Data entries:
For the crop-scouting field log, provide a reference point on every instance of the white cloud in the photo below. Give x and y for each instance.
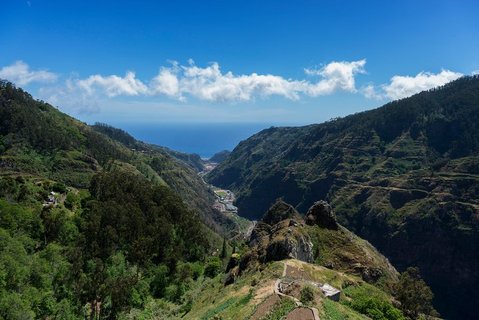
(370, 92)
(405, 86)
(114, 85)
(20, 74)
(335, 76)
(210, 84)
(166, 83)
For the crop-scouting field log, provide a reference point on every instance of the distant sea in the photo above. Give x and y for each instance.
(203, 139)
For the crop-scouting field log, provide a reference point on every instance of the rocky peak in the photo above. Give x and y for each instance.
(280, 235)
(279, 211)
(322, 214)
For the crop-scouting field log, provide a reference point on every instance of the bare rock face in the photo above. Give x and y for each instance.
(288, 242)
(322, 214)
(279, 211)
(280, 236)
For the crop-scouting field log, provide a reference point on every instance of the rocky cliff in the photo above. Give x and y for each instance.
(404, 176)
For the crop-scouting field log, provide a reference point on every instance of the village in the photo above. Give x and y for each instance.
(224, 201)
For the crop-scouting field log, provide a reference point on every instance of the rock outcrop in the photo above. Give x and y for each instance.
(279, 235)
(322, 214)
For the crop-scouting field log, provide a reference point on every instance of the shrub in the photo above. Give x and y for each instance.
(213, 267)
(414, 294)
(307, 295)
(376, 308)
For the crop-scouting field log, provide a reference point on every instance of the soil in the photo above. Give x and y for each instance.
(265, 307)
(300, 314)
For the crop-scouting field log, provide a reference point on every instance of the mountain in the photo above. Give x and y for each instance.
(37, 139)
(193, 160)
(294, 267)
(220, 156)
(90, 226)
(404, 176)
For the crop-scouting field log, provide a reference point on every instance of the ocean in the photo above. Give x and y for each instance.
(204, 139)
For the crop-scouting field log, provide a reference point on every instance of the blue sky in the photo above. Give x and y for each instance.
(285, 62)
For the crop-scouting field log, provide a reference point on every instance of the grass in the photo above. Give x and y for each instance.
(336, 311)
(280, 310)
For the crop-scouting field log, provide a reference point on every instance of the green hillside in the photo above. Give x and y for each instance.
(37, 139)
(404, 176)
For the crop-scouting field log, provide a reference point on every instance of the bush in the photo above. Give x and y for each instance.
(213, 267)
(307, 295)
(59, 187)
(376, 308)
(414, 294)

DIRECTION: Make an exact copy of the data, leaving its pictures out.

OUTPUT:
For the crop-scouting field log, provide a reference point on every instance of the white cloud in the photo below. Give x and y for each instance.
(370, 92)
(405, 86)
(114, 85)
(20, 74)
(335, 76)
(210, 84)
(166, 83)
For the crop-scouting field log, provide a reference point on every instance of the distant sea in the photo above. Give x and y for each instance.
(203, 139)
For the crop-scouting field log, provide a reference point on every instance of the rocky peak in the photo above. Give x and y for each instance.
(280, 235)
(279, 211)
(322, 214)
For the crop-scouting field log, provide a reference point on every instance of the bare rock face in the photo above. Give x and y for each instance.
(288, 242)
(322, 214)
(279, 211)
(280, 236)
For the crop-scouting field log, provide a reference point on every instance of the rocky cliff in the photo above. Give x and y for each instance.
(404, 176)
For the crop-scouting field log, provide a reference point on every instance of the village in the photo above. Give x and y for each instance.
(224, 201)
For the crop-scouting field log, provide a reference point on every instance of the rock outcrop in the photo above. Give x and y for each instance.
(279, 235)
(322, 214)
For the crop-scouting field log, provide a reference point on every instance of the shrub in the photo above. Give x and y for each instance.
(213, 267)
(414, 294)
(307, 295)
(376, 308)
For the crop-scouting field log, provide a reference point on every instance of the soil in the photo above. Give x and y for each instance.
(265, 307)
(300, 314)
For the crop-scouting field log, provide a reference point on every instance of the mountain in the photo above. Give x and y for each instance.
(37, 139)
(193, 160)
(294, 267)
(220, 156)
(90, 226)
(404, 176)
For the crop-scouting field log, provide a reference point on every instance of the ocean in the photo above. Give x and y for each instance.
(204, 139)
For the crop-scouting field log, provide a reference point on every instance of the blue sky in the photo above. Give x and y for each instance.
(285, 62)
For the crop-scouting field log, provide a reference point on every instance of the grass in the photo above. Give x and y for each instance.
(336, 311)
(280, 310)
For the crop-scouting field log, provide a reference point on every instance of the green hillside in the photo above. Give x and y for each instance.
(37, 139)
(404, 176)
For the crop-scouting field log, provide a reference point on every instance of the bush in the photo above. Give x and y for each instance.
(213, 267)
(307, 295)
(59, 187)
(376, 308)
(414, 294)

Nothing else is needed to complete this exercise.